Write out each record again exactly as it stands.

-- begin --

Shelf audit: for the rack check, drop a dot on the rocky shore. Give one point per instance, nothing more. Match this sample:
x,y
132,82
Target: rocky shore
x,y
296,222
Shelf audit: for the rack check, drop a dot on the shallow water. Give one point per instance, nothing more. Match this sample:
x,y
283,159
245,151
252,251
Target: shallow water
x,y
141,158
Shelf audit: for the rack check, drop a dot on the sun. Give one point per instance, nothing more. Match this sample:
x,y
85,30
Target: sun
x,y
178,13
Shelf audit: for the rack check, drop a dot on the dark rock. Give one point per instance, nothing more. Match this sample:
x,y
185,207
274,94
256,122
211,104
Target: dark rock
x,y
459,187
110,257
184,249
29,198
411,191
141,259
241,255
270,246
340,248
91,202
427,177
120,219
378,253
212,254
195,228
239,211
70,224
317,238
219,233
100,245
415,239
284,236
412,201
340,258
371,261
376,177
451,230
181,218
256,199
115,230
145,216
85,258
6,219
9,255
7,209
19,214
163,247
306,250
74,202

-- end --

- [Exercise answer]:
Shelf audit: for the rack check, drop a dot on the rocky shore. Give one point per instance, nothing more. Match this sample:
x,y
132,82
Target: rocky shore
x,y
296,222
Shelf audit: for the rack check, drop a dot on the shallow water. Give one point per instance, nothing more. Match this sample:
x,y
283,159
245,151
252,251
Target: shallow water
x,y
141,158
Shelf audit: for the rack check, drop a dot on the sun. Give one point per instance, nothing more. Match this sample:
x,y
85,30
Target: sun
x,y
178,13
Shelf audit: for the rack check, drop a dot on the dark rock. Give one point per instance, nothing more. Match this sample:
x,y
185,207
274,94
256,122
211,104
Target: dark rock
x,y
459,187
110,257
184,249
29,198
411,191
141,259
241,255
270,246
340,248
91,202
427,177
120,219
378,253
212,254
195,228
239,211
70,224
317,238
219,233
100,245
415,239
284,236
412,201
340,258
371,261
376,177
451,230
181,218
256,199
115,230
145,216
85,258
6,219
9,255
7,209
19,214
163,247
306,250
74,202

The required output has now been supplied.